▶ _What to do_
Give everything from the start of the rows down to the line that contains "7L1 24L4 299L45" as a Markdown table with the columns No. and Text, numbering each line and skipping blank ones. Leave the pictures out.

▶ _Data excerpts_

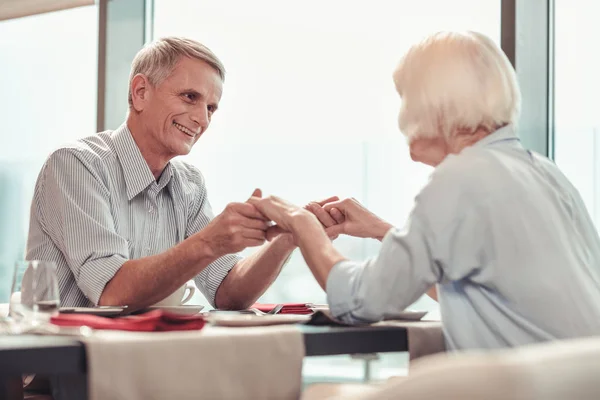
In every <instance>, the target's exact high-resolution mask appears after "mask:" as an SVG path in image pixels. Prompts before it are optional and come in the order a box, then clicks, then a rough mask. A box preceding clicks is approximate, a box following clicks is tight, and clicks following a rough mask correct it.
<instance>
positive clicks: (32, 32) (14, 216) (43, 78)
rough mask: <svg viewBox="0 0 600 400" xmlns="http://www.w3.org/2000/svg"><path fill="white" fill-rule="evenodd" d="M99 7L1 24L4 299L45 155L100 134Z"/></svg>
mask: <svg viewBox="0 0 600 400" xmlns="http://www.w3.org/2000/svg"><path fill="white" fill-rule="evenodd" d="M97 13H98V12H97V8H96V7H95V6H88V7H82V8H77V9H72V10H67V11H60V12H54V13H49V14H42V15H37V16H32V17H26V18H19V19H14V20H8V21H3V22H0V65H1V66H2V67H1V70H2V74H0V88H2V90H1V91H0V119H1V120H2V124H3V126H2V129H1V130H0V221H1V223H0V282H4V283H3V285H2V286H0V303H3V302H7V301H8V297H9V295H8V293H9V291H10V284H11V279H12V272H13V265H14V262H15V261H16V260H18V259H22V258H23V256H24V250H25V242H26V238H27V230H28V220H29V205H30V202H31V196H32V194H33V188H34V185H35V180H36V178H37V174H38V172H39V170H40V168H41V166H42V163H43V162H44V160H45V159H46V157H48V154H49V153H50V152H51V151H52V150H53V149H54V148H56V147H58V146H59V145H61V144H62V143H64V142H68V141H72V140H74V139H76V138H79V137H83V136H87V135H90V134H93V133H95V131H96V86H97V83H96V77H97V53H98V52H97V28H98V23H97Z"/></svg>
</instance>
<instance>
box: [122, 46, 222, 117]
mask: <svg viewBox="0 0 600 400" xmlns="http://www.w3.org/2000/svg"><path fill="white" fill-rule="evenodd" d="M182 57H189V58H195V59H197V60H201V61H204V62H205V63H207V64H208V65H210V66H211V67H213V68H214V69H215V70H216V71H217V73H218V74H219V76H220V77H221V80H222V81H224V80H225V67H224V66H223V63H222V62H221V60H219V59H218V58H217V56H216V55H215V54H214V53H213V52H212V51H211V50H210V49H209V48H208V47H206V46H204V45H203V44H202V43H199V42H197V41H195V40H191V39H186V38H181V37H173V36H171V37H164V38H160V39H157V40H154V41H153V42H151V43H148V44H146V45H145V46H144V48H142V49H141V50H140V51H139V52H138V53H137V54H136V55H135V58H134V59H133V62H132V63H131V72H130V73H129V95H128V101H129V106H130V107H131V106H132V104H133V103H132V98H131V81H132V80H133V77H134V76H136V75H137V74H144V75H146V77H148V80H149V81H150V83H151V84H152V85H153V86H156V85H159V84H160V83H161V82H163V81H164V80H165V79H167V77H168V76H169V75H170V74H171V72H173V69H174V68H175V65H177V62H179V60H180V59H181V58H182Z"/></svg>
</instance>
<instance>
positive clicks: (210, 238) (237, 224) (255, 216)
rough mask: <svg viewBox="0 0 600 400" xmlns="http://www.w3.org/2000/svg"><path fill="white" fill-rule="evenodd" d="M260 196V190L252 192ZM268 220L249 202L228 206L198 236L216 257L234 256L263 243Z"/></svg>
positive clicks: (253, 196) (200, 232) (268, 225)
mask: <svg viewBox="0 0 600 400" xmlns="http://www.w3.org/2000/svg"><path fill="white" fill-rule="evenodd" d="M252 196H253V197H260V196H261V193H260V190H259V189H256V190H255V191H254V193H252ZM268 228H269V223H268V220H267V219H266V218H265V217H264V216H263V215H262V214H261V212H260V211H258V210H257V209H256V207H255V206H254V205H252V204H250V203H248V202H246V203H229V204H228V205H227V206H226V207H225V209H224V210H223V212H222V213H221V214H219V215H217V216H216V217H215V218H214V219H213V220H212V221H211V222H210V224H208V225H207V226H206V227H205V228H204V229H202V230H201V231H200V232H198V233H197V235H199V236H200V240H202V241H203V242H204V243H206V245H207V246H208V247H209V248H210V249H211V250H212V253H213V255H214V256H215V257H217V258H218V257H221V256H223V255H225V254H231V253H237V252H240V251H242V250H244V249H245V248H246V247H255V246H260V245H262V244H263V243H264V242H265V240H266V231H267V229H268Z"/></svg>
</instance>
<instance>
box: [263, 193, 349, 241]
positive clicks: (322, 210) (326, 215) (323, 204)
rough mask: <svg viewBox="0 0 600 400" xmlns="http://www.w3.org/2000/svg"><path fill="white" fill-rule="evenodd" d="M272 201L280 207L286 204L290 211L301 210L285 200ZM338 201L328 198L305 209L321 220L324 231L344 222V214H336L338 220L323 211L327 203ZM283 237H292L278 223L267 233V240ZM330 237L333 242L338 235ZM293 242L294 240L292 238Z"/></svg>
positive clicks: (334, 234) (290, 235)
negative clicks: (298, 208) (291, 204)
mask: <svg viewBox="0 0 600 400" xmlns="http://www.w3.org/2000/svg"><path fill="white" fill-rule="evenodd" d="M271 200H272V201H274V203H276V204H279V205H283V204H284V203H285V204H286V207H287V208H288V211H292V210H293V209H294V210H295V209H298V208H299V207H297V206H293V205H291V204H290V203H287V202H286V201H285V200H283V199H280V198H277V197H272V198H271ZM338 200H339V197H337V196H332V197H328V198H326V199H324V200H321V201H311V202H310V203H308V204H307V205H306V206H304V209H305V210H308V211H310V212H311V213H312V214H314V215H315V216H316V217H317V219H318V220H319V222H320V223H321V225H322V226H323V228H324V229H326V228H330V227H332V226H333V225H336V224H339V223H342V222H344V216H343V214H341V213H340V212H339V211H338V212H337V214H336V217H337V219H334V218H333V217H332V216H331V215H330V213H329V212H327V211H325V210H324V209H323V206H324V205H325V204H327V203H331V202H334V201H338ZM282 202H283V203H282ZM296 211H297V210H296ZM326 232H327V229H326ZM281 235H285V236H290V237H291V236H292V235H291V233H290V232H289V231H287V230H286V229H284V228H283V227H282V226H281V223H278V224H277V225H275V226H273V227H271V228H270V229H269V230H268V231H267V240H269V241H270V240H272V239H273V238H274V237H277V236H281ZM328 236H329V238H330V239H331V240H335V239H336V238H337V237H338V234H335V233H332V234H329V235H328ZM292 240H293V238H292ZM294 244H296V245H297V243H295V242H294Z"/></svg>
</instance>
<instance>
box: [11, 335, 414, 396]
mask: <svg viewBox="0 0 600 400" xmlns="http://www.w3.org/2000/svg"><path fill="white" fill-rule="evenodd" d="M298 329H300V331H301V332H302V334H303V337H304V345H305V348H306V355H307V356H326V355H338V354H368V353H385V352H402V351H408V333H407V330H406V328H402V327H391V326H365V327H331V326H308V325H298ZM86 369H87V366H86V355H85V347H84V345H83V344H82V343H81V342H79V341H78V340H76V339H75V338H73V337H67V336H35V335H23V336H0V398H11V396H12V398H15V397H16V396H18V393H17V392H16V391H17V390H18V387H17V386H18V385H20V382H21V374H26V373H35V374H44V375H60V376H71V377H72V378H73V379H75V380H80V381H81V382H82V384H81V385H79V386H81V388H82V390H81V391H83V392H84V393H81V394H79V395H78V396H77V398H81V399H85V398H86V393H85V383H84V382H85V380H86V375H85V374H86Z"/></svg>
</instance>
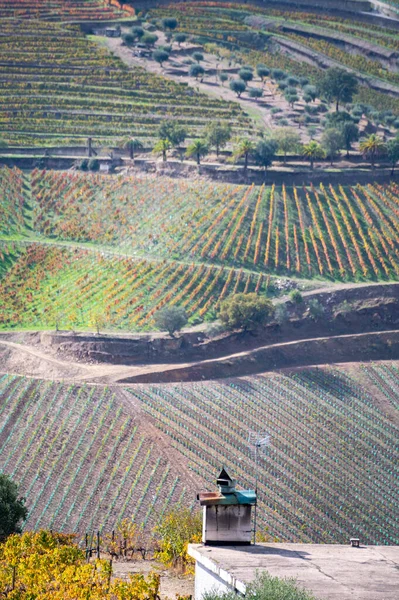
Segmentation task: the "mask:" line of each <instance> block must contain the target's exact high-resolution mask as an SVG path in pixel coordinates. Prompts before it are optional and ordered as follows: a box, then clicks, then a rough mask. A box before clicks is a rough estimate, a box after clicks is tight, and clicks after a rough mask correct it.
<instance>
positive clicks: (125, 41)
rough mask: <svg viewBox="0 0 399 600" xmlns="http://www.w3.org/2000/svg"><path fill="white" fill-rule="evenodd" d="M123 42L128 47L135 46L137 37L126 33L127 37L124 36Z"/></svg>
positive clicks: (126, 35)
mask: <svg viewBox="0 0 399 600" xmlns="http://www.w3.org/2000/svg"><path fill="white" fill-rule="evenodd" d="M122 40H123V43H124V44H126V46H133V44H134V43H135V41H136V37H135V36H134V35H133V34H132V33H125V35H123V36H122Z"/></svg>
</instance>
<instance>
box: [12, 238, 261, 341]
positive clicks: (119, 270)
mask: <svg viewBox="0 0 399 600" xmlns="http://www.w3.org/2000/svg"><path fill="white" fill-rule="evenodd" d="M17 248H18V247H17ZM2 260H3V261H7V260H8V261H9V263H10V266H9V268H8V270H7V272H6V274H4V276H3V278H2V281H1V283H0V298H1V307H0V328H5V329H10V328H28V329H53V328H55V327H59V328H68V329H70V328H72V329H73V328H80V329H88V328H95V327H96V326H97V323H98V324H99V325H100V327H101V328H103V327H107V328H111V329H122V330H125V331H137V330H142V329H144V330H149V329H154V322H153V316H154V314H155V312H156V311H157V310H159V309H161V308H163V307H164V306H173V305H176V306H182V307H183V308H185V310H186V312H187V315H188V316H189V318H191V322H199V321H202V320H203V319H204V318H205V316H206V315H208V316H210V317H212V316H213V317H214V316H215V310H216V309H217V307H218V306H219V304H220V302H221V301H222V300H223V298H225V297H226V296H227V295H228V294H231V293H233V292H234V291H236V292H243V291H247V292H254V291H259V292H261V293H265V292H266V291H267V286H268V278H267V277H266V276H265V275H262V273H259V274H258V273H257V274H254V273H244V272H243V271H242V270H239V269H229V268H224V267H222V266H216V265H215V266H210V265H203V264H197V263H194V262H193V263H178V262H175V261H152V260H145V259H143V260H135V259H132V258H122V257H120V256H113V255H112V254H103V253H96V252H92V251H86V250H79V249H77V250H70V249H68V248H59V247H53V248H52V247H51V246H50V247H48V246H43V245H40V244H33V245H29V246H28V247H27V249H25V248H22V249H17V250H11V251H10V254H8V255H7V254H3V255H2Z"/></svg>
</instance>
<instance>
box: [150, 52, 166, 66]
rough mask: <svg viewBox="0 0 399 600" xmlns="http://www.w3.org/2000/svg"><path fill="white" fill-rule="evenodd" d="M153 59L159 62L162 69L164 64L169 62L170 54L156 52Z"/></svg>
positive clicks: (165, 52) (152, 56)
mask: <svg viewBox="0 0 399 600" xmlns="http://www.w3.org/2000/svg"><path fill="white" fill-rule="evenodd" d="M152 58H153V60H155V61H156V62H158V63H159V64H160V65H161V67H162V65H163V63H164V62H165V61H167V60H169V54H168V53H167V52H165V50H154V52H153V53H152Z"/></svg>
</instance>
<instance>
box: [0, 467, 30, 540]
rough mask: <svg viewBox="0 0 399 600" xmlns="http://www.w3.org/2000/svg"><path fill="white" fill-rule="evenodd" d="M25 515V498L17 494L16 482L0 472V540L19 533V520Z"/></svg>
mask: <svg viewBox="0 0 399 600" xmlns="http://www.w3.org/2000/svg"><path fill="white" fill-rule="evenodd" d="M27 516H28V510H27V508H26V506H25V499H24V498H21V497H20V496H19V494H18V487H17V484H16V483H14V482H13V481H12V479H10V477H9V476H8V475H5V474H3V473H0V540H4V539H5V538H6V537H7V536H9V535H11V534H12V533H19V532H20V531H21V528H20V524H21V521H25V519H26V517H27Z"/></svg>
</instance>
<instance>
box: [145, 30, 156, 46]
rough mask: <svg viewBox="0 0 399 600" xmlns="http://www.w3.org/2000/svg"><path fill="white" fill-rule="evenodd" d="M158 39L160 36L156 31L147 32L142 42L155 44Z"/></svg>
mask: <svg viewBox="0 0 399 600" xmlns="http://www.w3.org/2000/svg"><path fill="white" fill-rule="evenodd" d="M157 41H158V36H157V35H156V34H155V33H145V34H144V35H143V37H142V38H141V42H142V43H143V44H145V45H146V46H148V47H149V46H154V45H155V44H156V42H157Z"/></svg>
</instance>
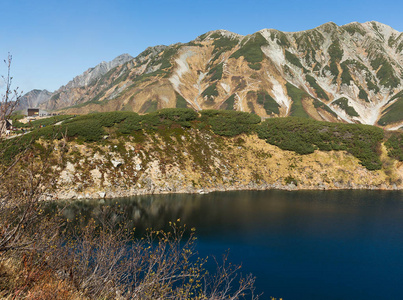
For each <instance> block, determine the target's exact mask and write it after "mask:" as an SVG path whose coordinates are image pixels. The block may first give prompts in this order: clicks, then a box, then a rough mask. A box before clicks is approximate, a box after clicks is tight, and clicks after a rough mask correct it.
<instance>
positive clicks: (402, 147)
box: [385, 133, 403, 161]
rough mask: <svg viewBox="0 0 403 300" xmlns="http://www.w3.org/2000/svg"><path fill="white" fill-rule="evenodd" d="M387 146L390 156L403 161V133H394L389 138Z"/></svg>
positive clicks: (386, 145) (390, 156)
mask: <svg viewBox="0 0 403 300" xmlns="http://www.w3.org/2000/svg"><path fill="white" fill-rule="evenodd" d="M385 146H386V148H387V149H388V155H389V156H390V157H393V158H394V159H397V160H399V161H403V133H395V134H393V135H392V136H391V137H390V138H389V139H388V140H387V142H386V143H385Z"/></svg>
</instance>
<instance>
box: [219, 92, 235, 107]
mask: <svg viewBox="0 0 403 300" xmlns="http://www.w3.org/2000/svg"><path fill="white" fill-rule="evenodd" d="M234 104H235V94H232V95H231V96H229V97H228V98H227V100H225V101H224V103H223V104H221V106H220V109H225V110H235V108H234Z"/></svg>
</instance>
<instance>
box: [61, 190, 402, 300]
mask: <svg viewBox="0 0 403 300" xmlns="http://www.w3.org/2000/svg"><path fill="white" fill-rule="evenodd" d="M104 205H111V206H114V207H115V208H117V209H118V210H120V211H121V212H122V213H123V214H124V215H125V217H126V218H127V220H128V221H130V222H133V226H135V227H136V228H137V231H138V232H139V233H141V232H143V230H144V229H145V228H147V227H153V228H155V229H161V228H166V226H167V224H168V222H169V221H174V220H176V219H178V218H181V223H184V224H186V225H187V226H189V227H196V229H197V236H198V249H197V250H198V252H199V254H200V256H206V255H209V256H211V255H215V256H217V257H220V256H221V254H222V253H224V252H225V251H226V250H227V249H230V260H231V261H232V262H233V263H237V264H240V263H242V265H243V272H245V273H250V272H251V273H253V274H254V275H255V276H256V277H257V289H258V291H260V292H264V296H263V299H270V296H273V297H277V298H279V297H283V299H285V300H286V299H356V300H357V299H403V292H402V290H403V289H402V288H401V283H402V280H403V193H402V192H399V191H394V192H390V191H296V192H287V191H245V192H220V193H211V194H207V195H197V194H191V195H188V194H177V195H175V194H174V195H152V196H137V197H132V198H124V199H113V200H105V203H103V204H100V202H99V201H81V202H74V203H73V204H72V205H71V206H70V207H69V208H68V209H67V210H66V211H65V215H66V216H67V217H68V218H71V219H73V218H74V217H75V216H77V215H78V214H80V213H81V215H84V216H86V217H89V216H91V215H93V214H95V215H96V214H97V213H99V212H100V207H102V206H104Z"/></svg>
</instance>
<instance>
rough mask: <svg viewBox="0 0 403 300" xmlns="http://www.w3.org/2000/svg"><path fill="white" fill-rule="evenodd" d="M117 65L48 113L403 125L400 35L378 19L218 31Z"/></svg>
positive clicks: (89, 83)
mask: <svg viewBox="0 0 403 300" xmlns="http://www.w3.org/2000/svg"><path fill="white" fill-rule="evenodd" d="M120 62H121V63H120V64H116V65H114V66H113V67H111V68H109V69H108V71H107V72H103V74H100V75H99V76H95V77H94V79H92V81H91V82H89V81H90V80H88V76H87V77H85V78H87V79H86V80H87V81H85V80H76V81H78V83H80V84H74V80H73V81H71V82H70V83H71V84H70V85H69V84H67V85H66V86H63V87H61V88H60V89H59V90H58V91H56V92H55V93H54V94H53V95H52V97H51V98H50V99H49V100H48V101H47V102H46V103H43V104H41V106H42V107H43V108H47V109H59V110H60V109H63V111H66V112H69V113H87V112H91V111H113V110H131V111H135V112H139V113H146V112H150V111H153V110H156V109H160V108H165V107H192V108H193V109H195V110H201V109H209V108H214V109H234V110H239V111H249V112H254V113H256V114H258V115H259V116H261V117H263V118H268V117H274V116H277V117H278V116H288V115H299V116H305V117H310V118H314V119H317V120H325V121H331V122H349V123H352V122H355V123H363V124H371V125H378V126H382V127H385V128H387V129H398V128H400V127H401V126H403V117H401V116H399V113H398V112H399V111H401V109H402V107H403V95H401V91H402V82H403V34H402V33H401V32H399V31H397V30H395V29H393V28H391V27H390V26H388V25H385V24H382V23H379V22H376V21H369V22H365V23H358V22H352V23H348V24H345V25H342V26H338V25H336V24H335V23H333V22H328V23H325V24H322V25H320V26H318V27H316V28H313V29H309V30H305V31H299V32H282V31H278V30H276V29H262V30H259V31H257V32H255V33H253V34H250V35H246V36H243V35H239V34H237V33H233V32H230V31H227V30H223V29H221V30H213V31H209V32H207V33H205V34H202V35H200V36H198V37H197V38H196V39H194V40H192V41H190V42H189V43H177V44H173V45H169V46H154V47H148V48H147V49H146V50H144V51H143V52H142V53H140V54H139V55H138V56H137V57H136V58H132V57H131V56H126V59H123V60H121V61H120ZM90 70H92V69H89V70H88V71H86V72H90ZM84 74H85V73H84ZM82 75H83V74H82ZM82 75H79V76H82ZM79 76H77V77H76V78H78V77H79ZM83 82H84V83H86V85H85V84H84V85H83V84H82V83H83Z"/></svg>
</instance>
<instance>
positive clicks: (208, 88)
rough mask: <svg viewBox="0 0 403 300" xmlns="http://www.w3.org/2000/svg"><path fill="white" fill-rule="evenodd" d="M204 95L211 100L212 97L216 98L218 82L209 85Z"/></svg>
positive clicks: (206, 89) (217, 91)
mask: <svg viewBox="0 0 403 300" xmlns="http://www.w3.org/2000/svg"><path fill="white" fill-rule="evenodd" d="M201 95H202V96H203V97H205V96H207V98H208V99H209V100H210V99H211V98H214V97H216V96H218V91H217V83H213V84H212V85H210V86H208V87H207V88H206V89H205V90H204V91H203V92H202V94H201Z"/></svg>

▶ _Answer to this problem_
| No. | Text |
|---|---|
| 1 | In every <instance>, the target's exact high-resolution mask appears after "mask:" as an SVG path in image pixels. Prompts before it are optional and come in the order a box, then clicks, then a rough mask. A box preceding clicks is approximate, a box following clicks is tight, and clicks following a rough mask correct it. |
| 2 | <instance> |
| 3 | positive clicks: (32, 32) (14, 216) (43, 78) |
| 4 | rough mask: <svg viewBox="0 0 600 400" xmlns="http://www.w3.org/2000/svg"><path fill="white" fill-rule="evenodd" d="M99 7L1 24L4 299L45 155L100 134Z"/></svg> |